WHAT YOU SHOULD DO → In the article below about Claire Eder translating Christian Prigent, transcribe everything from "Apples fall from" down to "for the ferryman.".

Strange wanderings: Claire Eder translates Christian Prigent

The necropolis at Cerveteri
The necropolis at Cerveteri

Apples fall from tree branches, and vibrations of colliding stars pass through light years. Such do gravitational forces magnify quotidian wonders. How best for earth-bound travelers to cross curvatures of time and space? Poet Claire Eder ventures into an ancient city of the dead to translate another poet's voyage and happens upon inexplicable strangeness from atop a library perch.

"Not everyone is given access to this other world where the dead and the dying live," Hélène Cixous reminds us, mortal humans, in "The School of Dreams." But if we cannot reasonably be guests of the dead while we are still living, we might still, Cixous suggests, "go there by dreaming."

Dreamer as traveler, a notion transported inside language, rêve—French word for dream—wandering easily into river, carrying passengers across to unknown countries, no ticket for the ferryman.

PROVIDED DATA →

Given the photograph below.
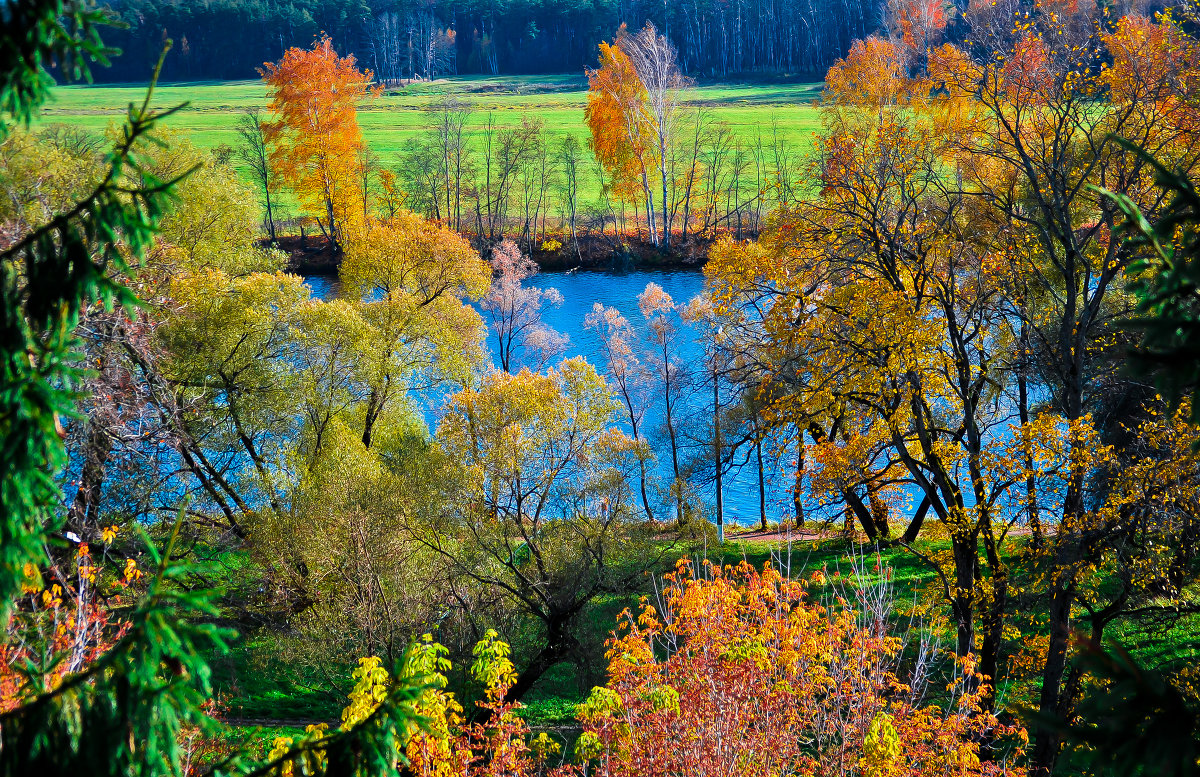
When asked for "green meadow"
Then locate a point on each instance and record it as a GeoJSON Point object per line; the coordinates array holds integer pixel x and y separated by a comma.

WRITTEN ANSWER →
Apples fall from tree branches, and vibrations of colliding stars pass through light years. Such do gravitational forces magnify quotidian wonders. How best for earth-bound travelers to cross curvatures of time and space? Poet Claire Eder ventures into an ancient city of the dead to translate another poet's voyage and happens upon inexplicable strangeness from atop a library perch.

"Not everyone is given access to this other world where the dead and the dying live," Hélène Cixous reminds us, mortal humans, in "The School of Dreams." But if we cannot reasonably be guests of the dead while we are still living, we might still, Cixous suggests, "go there by dreaming."

Dreamer as traveler, a notion transported inside language, rêve—French word for dream—wandering easily into river, carrying passengers across to unknown countries, no ticket for the ferryman.